Input data
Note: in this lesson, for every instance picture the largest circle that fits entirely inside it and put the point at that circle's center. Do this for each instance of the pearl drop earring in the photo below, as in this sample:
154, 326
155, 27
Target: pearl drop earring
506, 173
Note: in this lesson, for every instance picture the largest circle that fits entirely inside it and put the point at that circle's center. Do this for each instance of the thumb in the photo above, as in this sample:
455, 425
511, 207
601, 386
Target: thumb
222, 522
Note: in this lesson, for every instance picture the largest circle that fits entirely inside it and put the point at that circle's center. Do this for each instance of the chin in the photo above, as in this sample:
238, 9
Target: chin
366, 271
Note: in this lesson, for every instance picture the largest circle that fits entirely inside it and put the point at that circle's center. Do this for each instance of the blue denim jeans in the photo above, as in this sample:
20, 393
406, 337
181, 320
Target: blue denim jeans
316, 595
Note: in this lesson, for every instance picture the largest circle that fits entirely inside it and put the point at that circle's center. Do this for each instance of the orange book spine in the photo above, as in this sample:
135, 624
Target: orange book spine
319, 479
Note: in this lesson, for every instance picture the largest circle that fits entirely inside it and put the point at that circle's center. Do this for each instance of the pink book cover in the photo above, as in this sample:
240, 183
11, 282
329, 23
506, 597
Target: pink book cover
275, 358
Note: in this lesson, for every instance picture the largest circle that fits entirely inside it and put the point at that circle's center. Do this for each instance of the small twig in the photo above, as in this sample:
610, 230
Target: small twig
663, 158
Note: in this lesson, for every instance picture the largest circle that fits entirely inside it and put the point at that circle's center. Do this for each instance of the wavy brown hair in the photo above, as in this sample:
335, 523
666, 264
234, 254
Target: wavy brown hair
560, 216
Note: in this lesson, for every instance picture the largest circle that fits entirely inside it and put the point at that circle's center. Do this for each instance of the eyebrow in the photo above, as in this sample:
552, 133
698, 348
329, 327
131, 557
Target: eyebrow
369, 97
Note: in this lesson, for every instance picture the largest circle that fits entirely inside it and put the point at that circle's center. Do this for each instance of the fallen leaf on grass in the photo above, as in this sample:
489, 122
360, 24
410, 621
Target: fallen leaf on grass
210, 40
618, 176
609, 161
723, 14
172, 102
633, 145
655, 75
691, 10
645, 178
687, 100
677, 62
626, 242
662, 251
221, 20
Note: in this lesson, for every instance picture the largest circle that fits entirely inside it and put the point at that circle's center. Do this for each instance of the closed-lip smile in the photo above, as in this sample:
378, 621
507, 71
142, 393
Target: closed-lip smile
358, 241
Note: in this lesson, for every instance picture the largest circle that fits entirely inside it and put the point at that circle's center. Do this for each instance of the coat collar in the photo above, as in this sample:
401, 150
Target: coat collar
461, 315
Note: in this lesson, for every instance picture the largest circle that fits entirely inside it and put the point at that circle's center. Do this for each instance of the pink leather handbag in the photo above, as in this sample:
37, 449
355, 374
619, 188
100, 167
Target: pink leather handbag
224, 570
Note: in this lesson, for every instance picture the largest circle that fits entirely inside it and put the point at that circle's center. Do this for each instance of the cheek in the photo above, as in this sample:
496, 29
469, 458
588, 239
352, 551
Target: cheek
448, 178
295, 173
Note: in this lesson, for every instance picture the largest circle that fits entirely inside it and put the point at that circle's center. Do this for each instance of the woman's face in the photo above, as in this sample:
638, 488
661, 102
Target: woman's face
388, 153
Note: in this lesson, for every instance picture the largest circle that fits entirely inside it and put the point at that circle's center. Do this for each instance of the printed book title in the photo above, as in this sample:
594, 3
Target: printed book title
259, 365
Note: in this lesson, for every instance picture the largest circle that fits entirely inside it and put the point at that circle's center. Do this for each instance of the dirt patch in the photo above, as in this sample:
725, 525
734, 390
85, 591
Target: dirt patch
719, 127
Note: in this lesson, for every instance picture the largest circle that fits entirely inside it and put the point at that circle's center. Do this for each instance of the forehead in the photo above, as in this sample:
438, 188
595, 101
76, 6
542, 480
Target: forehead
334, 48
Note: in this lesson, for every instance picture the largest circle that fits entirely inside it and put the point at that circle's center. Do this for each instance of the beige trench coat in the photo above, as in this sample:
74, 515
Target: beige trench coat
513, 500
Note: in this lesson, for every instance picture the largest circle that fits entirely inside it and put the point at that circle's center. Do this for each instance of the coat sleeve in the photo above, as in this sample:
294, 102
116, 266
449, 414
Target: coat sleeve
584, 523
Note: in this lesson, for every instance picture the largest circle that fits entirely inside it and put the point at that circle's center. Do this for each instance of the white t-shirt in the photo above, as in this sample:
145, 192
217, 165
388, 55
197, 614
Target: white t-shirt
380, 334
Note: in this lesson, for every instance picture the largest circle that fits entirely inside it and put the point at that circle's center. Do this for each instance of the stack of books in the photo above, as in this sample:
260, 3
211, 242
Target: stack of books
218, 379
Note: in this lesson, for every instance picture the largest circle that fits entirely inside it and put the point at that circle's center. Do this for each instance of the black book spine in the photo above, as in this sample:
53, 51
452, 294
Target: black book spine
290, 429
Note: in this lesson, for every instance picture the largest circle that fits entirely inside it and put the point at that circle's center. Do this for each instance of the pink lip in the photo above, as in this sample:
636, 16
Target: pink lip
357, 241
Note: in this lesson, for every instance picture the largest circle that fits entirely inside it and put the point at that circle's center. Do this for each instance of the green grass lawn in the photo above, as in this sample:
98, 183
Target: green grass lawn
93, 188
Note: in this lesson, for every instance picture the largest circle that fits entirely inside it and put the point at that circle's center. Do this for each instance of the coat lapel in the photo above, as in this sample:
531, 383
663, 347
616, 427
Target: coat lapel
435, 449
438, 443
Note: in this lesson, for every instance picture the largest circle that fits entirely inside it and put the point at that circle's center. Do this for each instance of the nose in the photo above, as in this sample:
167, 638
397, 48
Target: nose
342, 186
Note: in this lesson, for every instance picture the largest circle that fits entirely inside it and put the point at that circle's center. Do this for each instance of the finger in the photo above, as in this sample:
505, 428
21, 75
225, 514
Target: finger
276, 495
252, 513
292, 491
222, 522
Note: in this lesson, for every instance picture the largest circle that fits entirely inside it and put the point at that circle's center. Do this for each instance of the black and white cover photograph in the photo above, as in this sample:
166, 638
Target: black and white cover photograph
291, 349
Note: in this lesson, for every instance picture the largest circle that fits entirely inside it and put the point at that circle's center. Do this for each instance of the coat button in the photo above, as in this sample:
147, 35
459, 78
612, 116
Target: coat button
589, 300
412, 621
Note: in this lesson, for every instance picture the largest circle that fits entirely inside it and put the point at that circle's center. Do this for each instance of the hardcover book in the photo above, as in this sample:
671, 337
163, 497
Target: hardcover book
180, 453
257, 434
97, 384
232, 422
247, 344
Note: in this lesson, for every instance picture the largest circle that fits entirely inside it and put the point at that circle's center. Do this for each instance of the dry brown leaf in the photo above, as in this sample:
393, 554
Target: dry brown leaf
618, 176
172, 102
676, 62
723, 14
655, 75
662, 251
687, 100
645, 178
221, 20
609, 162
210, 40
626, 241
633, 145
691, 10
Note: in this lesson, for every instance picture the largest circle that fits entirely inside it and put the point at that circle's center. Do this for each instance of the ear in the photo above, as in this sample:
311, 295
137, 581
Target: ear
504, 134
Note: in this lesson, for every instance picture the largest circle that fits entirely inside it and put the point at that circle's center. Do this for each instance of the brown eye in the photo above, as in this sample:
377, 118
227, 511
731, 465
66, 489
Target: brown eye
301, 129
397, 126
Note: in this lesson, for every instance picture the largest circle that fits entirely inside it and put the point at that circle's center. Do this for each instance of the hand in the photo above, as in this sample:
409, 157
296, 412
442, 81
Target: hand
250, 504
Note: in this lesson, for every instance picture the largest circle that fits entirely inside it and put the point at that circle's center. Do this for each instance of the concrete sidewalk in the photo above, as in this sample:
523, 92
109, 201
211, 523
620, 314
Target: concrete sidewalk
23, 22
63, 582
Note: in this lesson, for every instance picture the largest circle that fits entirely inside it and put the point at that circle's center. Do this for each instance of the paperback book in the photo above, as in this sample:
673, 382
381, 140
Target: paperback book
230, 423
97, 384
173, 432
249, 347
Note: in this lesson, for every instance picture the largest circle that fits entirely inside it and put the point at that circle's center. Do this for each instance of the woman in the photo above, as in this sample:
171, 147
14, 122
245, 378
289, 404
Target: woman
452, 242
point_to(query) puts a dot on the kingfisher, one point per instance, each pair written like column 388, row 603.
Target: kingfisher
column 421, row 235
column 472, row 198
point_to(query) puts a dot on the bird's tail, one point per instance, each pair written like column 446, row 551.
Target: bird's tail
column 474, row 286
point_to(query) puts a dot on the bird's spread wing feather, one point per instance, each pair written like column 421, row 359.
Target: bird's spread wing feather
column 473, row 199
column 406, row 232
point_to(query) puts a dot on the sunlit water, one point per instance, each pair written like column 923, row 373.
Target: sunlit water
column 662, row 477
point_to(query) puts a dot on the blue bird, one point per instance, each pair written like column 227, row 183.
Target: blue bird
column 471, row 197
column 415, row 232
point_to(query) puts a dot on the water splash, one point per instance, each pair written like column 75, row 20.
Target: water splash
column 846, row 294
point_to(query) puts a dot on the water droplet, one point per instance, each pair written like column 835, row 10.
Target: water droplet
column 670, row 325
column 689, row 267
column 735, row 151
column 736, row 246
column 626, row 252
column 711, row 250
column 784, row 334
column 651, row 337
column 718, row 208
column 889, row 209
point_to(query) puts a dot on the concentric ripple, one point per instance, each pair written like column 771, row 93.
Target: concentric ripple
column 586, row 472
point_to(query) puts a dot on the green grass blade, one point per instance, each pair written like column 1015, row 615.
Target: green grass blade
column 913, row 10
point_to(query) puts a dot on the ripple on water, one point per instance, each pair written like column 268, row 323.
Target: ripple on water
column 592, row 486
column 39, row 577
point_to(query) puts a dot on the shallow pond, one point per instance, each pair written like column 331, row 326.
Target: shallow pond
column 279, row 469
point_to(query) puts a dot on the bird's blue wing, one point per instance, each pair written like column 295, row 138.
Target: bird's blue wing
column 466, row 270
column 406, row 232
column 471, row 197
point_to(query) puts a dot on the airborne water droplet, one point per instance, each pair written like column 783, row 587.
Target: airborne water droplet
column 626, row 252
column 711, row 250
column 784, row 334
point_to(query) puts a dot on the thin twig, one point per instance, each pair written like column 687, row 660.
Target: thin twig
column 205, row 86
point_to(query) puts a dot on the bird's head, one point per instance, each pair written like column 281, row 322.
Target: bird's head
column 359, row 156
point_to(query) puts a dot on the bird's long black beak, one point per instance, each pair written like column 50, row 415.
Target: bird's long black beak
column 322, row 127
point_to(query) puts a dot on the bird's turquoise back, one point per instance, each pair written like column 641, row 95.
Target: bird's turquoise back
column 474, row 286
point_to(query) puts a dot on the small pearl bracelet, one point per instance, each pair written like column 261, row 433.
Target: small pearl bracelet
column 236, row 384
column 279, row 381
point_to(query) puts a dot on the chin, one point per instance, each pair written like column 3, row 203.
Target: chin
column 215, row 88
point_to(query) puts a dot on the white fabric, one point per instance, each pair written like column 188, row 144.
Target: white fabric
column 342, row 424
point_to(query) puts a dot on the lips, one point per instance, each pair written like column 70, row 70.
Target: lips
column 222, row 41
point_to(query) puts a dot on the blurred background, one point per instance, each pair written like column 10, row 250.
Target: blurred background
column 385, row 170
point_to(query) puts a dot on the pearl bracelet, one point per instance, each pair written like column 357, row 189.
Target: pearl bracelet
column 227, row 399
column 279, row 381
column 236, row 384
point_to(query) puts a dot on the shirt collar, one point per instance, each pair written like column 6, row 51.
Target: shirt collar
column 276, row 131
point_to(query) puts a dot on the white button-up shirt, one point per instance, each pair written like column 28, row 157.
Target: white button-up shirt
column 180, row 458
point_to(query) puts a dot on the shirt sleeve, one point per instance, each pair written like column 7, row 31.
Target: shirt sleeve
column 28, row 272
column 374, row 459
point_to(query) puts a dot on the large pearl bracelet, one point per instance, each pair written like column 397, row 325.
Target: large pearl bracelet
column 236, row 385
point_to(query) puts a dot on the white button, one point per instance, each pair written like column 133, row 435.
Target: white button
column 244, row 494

Assignment
Everything in the material above from the line that has "point_to(query) puts a dot on the bird's blue" through the line that has "point_to(query) puts a dot on the small" must be duplicated exactly, with no other lines given.

Exercise output
point_to(query) puts a dot on the bird's blue wing, one point per instance, each pair written like column 295, row 138.
Target: bird's blue wing
column 466, row 270
column 406, row 232
column 471, row 197
point_to(query) puts a dot on the airborne water droplet, one point per instance, each pair written like column 783, row 587.
Target: airborne water droplet
column 626, row 252
column 711, row 250
column 784, row 334
point_to(query) puts a dot on the thin twig, one point per instance, each pair written like column 687, row 660.
Target: thin twig
column 205, row 86
point_to(query) puts a dot on the bird's head, one point per instance, each pair written like column 281, row 322.
Target: bird's head
column 359, row 156
point_to(query) puts a dot on the bird's long black beak, one point per instance, each pair written like column 50, row 415.
Target: bird's long black beak
column 322, row 127
point_to(query) puts a dot on the bird's turquoise back, one point per instance, each pair written like column 641, row 95.
Target: bird's turquoise back
column 474, row 286
point_to(query) puts a dot on the small pearl bracelet, one point per instance, each pair written like column 261, row 433.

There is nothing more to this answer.